● **TASK PROMPT**: Restate each line of the listing exactly, without carrying over any pictures.
GIVEN DATA below:
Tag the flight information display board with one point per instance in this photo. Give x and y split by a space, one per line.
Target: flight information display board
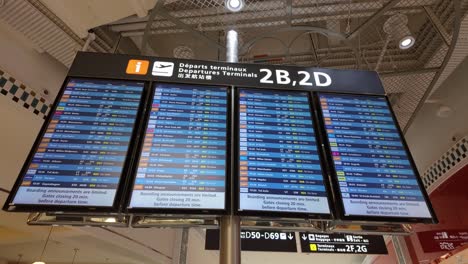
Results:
374 171
183 160
280 169
81 156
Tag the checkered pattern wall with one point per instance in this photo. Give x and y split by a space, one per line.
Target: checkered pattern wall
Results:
452 157
23 95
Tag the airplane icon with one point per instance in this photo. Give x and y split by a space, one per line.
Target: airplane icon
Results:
163 68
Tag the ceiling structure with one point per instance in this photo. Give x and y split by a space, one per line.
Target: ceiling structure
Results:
343 34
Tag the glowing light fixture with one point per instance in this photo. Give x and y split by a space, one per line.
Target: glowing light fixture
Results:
406 42
234 5
397 29
110 220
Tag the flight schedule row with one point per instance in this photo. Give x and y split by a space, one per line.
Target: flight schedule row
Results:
373 169
183 158
279 164
80 158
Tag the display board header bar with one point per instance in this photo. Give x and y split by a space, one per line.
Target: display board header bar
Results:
133 67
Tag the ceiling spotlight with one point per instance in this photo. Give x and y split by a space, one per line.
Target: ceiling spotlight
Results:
406 42
234 5
397 29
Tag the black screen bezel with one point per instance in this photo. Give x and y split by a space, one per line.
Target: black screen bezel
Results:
116 205
180 211
258 213
335 184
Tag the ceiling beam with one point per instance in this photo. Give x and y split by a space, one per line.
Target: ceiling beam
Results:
372 19
435 21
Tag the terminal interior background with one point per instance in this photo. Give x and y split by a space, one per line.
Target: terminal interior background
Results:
427 86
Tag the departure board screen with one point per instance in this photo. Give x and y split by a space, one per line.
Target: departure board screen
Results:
80 158
279 165
373 168
183 160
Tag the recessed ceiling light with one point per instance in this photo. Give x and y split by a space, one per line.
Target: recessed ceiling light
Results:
406 42
234 5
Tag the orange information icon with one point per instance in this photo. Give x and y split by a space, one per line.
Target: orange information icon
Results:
139 67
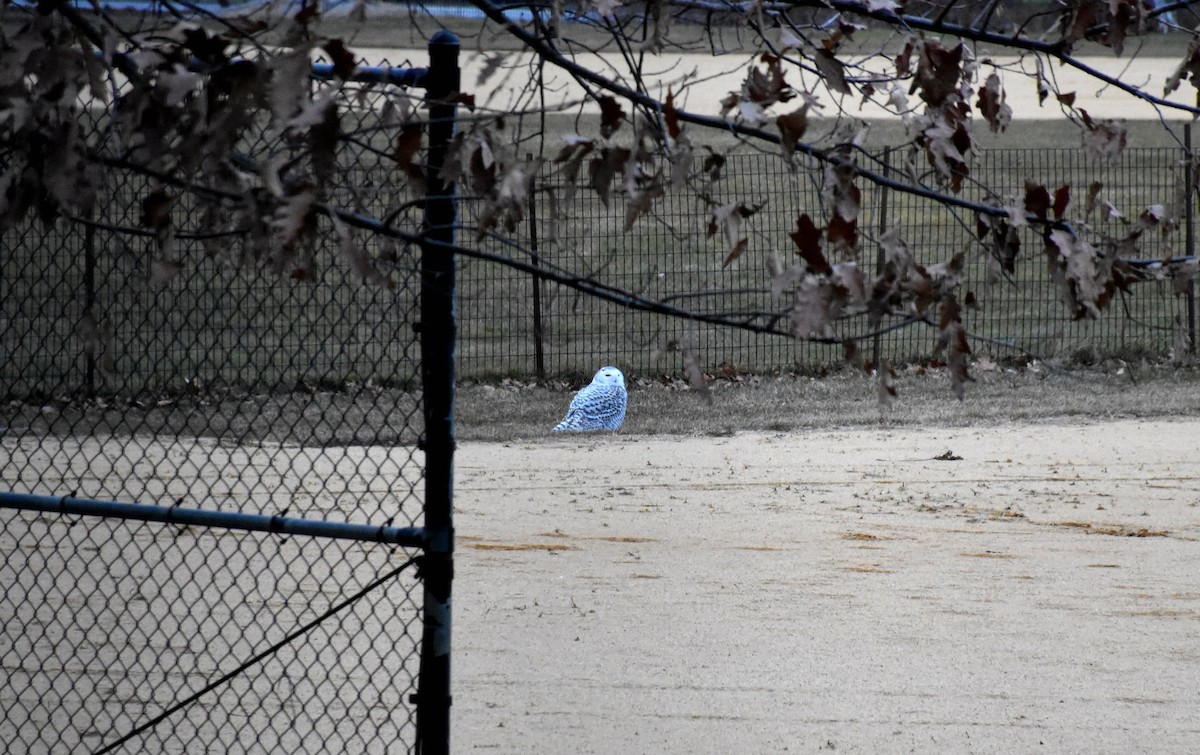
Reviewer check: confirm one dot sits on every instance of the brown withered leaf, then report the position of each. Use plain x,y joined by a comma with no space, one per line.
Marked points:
358,258
642,203
810,309
1037,199
1182,274
603,168
1105,138
993,105
841,233
792,127
808,243
1084,277
163,270
611,115
492,63
1078,18
832,69
671,117
852,354
294,217
953,341
946,276
345,61
323,138
904,60
1061,201
1187,70
946,147
937,72
682,159
156,210
1093,192
727,219
695,376
766,87
1123,16
781,279
288,90
886,384
407,145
End of GIVEN DATA.
● **REPLY**:
Tag the flight information display board with one point per instance in this photo. Give x and y split by a space, one per line.
Target: flight information display board
Results:
374 171
183 160
280 169
81 156
Tag the checkered pattern wall with one point per instance in this photo. Give x and y split by a space, one per line.
Target: checkered pattern wall
Results:
452 157
23 95
Tag the airplane icon with one point per instance in this photo. Give x and y split by a space, one per line.
Target: airplane icon
Results:
163 68
Tag the ceiling structure with one point per instance in this photo. Give x and y split by a space, one per line.
Target: ceiling structure
Results:
343 34
Tag the glowing light fixture with one point per instance in this photo. Give x and y split by a space, one per line.
Target: glowing light fixture
Results:
406 42
234 5
397 29
110 220
Tag the flight schedule row with one point per instance in this photo. Give x and y split by a space, one per line.
Target: flight schedule row
Results:
373 169
183 158
279 164
80 158
Tag the display board header bar with one point per instance in this photo. Give x and y split by a space, one per line.
Target: display board header bar
Results:
133 67
Tag the ceiling spotlight with one point per instance in this photo. Give x and y split by a space, one per line.
Target: ceiling spotlight
Results:
406 42
234 5
397 29
Tag the black screen bezel with one point per instance in this photo. Give x and y split by a space, one per line.
Target: black screen bezel
Results:
116 205
180 211
258 213
335 184
Tag the ceiling beam with one point per instance in this photo. Give x and y split by a space, one per line.
Target: ceiling beam
Results:
372 19
435 21
Tag the terminal interior background with one point per instance in this photo. Give x and y split by a space, one per line.
Target: terminal interior background
Results:
427 86
Tag the departure board screen with one point per instance in this photo. Give x and y split by a space, one per line.
Target: departure board screen
Results:
80 158
279 165
373 168
183 160
Tag the recessed ceiling light with one point per instance in this photo. Give x and y split by a space, one per line.
Target: recessed ceiling light
Results:
406 42
234 5
Tag the orange information icon with one point per instance in this photo. Give x and y split by a space, one per line.
Target: orange information icon
Results:
139 67
Reviewer check: confirm one dot sits on every instance of the brown withered leaf, then report the position of each. Use plain x,y joined by a comma with no space, one per line.
Marked points:
358,258
642,203
810,309
1037,199
1182,274
603,168
1105,138
993,105
841,233
792,127
808,243
1084,277
163,270
611,115
492,63
1078,18
832,69
671,117
852,354
294,217
953,341
946,276
345,61
323,138
904,60
1061,201
1187,70
946,147
937,72
682,159
156,210
1093,192
727,219
695,376
766,87
1123,16
781,279
288,90
886,384
407,145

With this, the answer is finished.